::: The data :::

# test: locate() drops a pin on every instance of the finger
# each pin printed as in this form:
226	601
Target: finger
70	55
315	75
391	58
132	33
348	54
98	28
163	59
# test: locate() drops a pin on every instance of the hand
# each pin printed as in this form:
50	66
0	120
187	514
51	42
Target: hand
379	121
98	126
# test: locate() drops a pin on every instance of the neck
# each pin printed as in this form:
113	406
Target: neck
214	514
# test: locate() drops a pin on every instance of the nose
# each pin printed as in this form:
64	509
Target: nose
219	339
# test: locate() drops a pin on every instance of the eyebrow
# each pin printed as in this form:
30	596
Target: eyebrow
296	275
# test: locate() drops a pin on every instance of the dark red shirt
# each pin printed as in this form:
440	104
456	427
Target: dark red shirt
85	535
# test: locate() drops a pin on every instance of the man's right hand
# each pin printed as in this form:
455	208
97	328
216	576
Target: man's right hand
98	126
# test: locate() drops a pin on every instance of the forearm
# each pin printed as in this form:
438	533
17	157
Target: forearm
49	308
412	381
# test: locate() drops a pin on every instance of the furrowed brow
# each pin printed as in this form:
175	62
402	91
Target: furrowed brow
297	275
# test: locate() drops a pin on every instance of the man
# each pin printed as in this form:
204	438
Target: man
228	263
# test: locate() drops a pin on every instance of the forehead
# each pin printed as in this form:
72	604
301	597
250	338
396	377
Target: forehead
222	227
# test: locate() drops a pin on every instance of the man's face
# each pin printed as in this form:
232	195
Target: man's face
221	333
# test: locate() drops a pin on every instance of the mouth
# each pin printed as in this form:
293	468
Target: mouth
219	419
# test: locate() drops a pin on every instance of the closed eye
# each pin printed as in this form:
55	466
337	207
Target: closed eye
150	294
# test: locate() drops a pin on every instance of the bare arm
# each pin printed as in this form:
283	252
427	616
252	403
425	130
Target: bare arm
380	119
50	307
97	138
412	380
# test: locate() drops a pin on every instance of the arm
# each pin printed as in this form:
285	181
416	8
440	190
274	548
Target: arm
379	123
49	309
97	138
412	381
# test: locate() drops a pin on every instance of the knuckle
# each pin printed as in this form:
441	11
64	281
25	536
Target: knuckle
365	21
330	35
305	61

:::

#### Directions for this task
Reproduce the data above in full. Leave nothing out.

#### Reply to the task
# test: locate() drops a pin on every instance of the finger
# each pin printed as in this form:
226	601
Target: finger
70	55
315	75
391	58
132	33
348	54
98	28
163	59
# test: locate() drops a pin on every instance of the hand
# each pin printed as in this form:
50	66
0	120
187	514
51	42
Target: hand
379	121
98	126
# test: locate() drops a pin on every instance of the neck
# each pin printed as in this form:
113	406
Target: neck
214	514
# test: locate() drops a pin on every instance of the nose
# each pin printed as in this form:
64	509
Target: nose
219	339
# test: locate() drops a pin on every instance of the eyebrow
# each pin printed as in this form:
30	596
Target: eyebrow
296	275
# test: locate() drops a pin on every instance of the dark red shirt
# each pin printed as in this form:
440	104
456	427
Target: dark red shirt
85	535
# test: locate() drops a pin on every instance of the man's right hand
# each pin printed as in this form:
455	208
97	328
216	576
Target: man's right hand
98	126
# test: locate() drops a pin on every instance of the forearm
# each pin printed as in this form:
438	533
17	157
Target: forearm
49	308
412	381
# test: locate() drops a pin on every instance of the furrowed brow
# each pin printed as in this form:
175	62
402	91
Target: furrowed brow
297	275
# test: locate() drops a pin on every instance of the man
# each pin printed as in this form:
204	438
Target: man
228	263
# test: locate() drops a pin on every instance of the forehead
# each pin printed as in this form:
72	604
301	597
250	338
396	377
Target: forehead
222	227
# test: locate() drops a pin on every instance of the man's face
# each pin printed as in this form:
232	195
Target: man's face
221	333
# test: locate() drops a pin on every instance of the mouth
# each pin printed as in this form:
293	468
Target: mouth
219	419
# test: locate() drops a pin on every instance of the closed eye
# each pin printed as in this form:
55	466
337	207
Target: closed eye
150	294
# test: locate() drops a pin on every instance of the bare arm
# each pin printed as in this form:
283	252
427	616
252	403
425	130
Target: bare arm
380	119
50	307
97	138
412	380
# test: locate() drops a pin on every instance of the arm
# each pin printed as in this form:
285	181
416	8
440	190
274	548
Target: arm
379	123
49	309
97	138
412	381
# test: locate() drops a pin on every instance of the knuckle
# each pin printed as in this form:
441	11
64	281
25	536
Target: knuckle
365	21
330	35
305	61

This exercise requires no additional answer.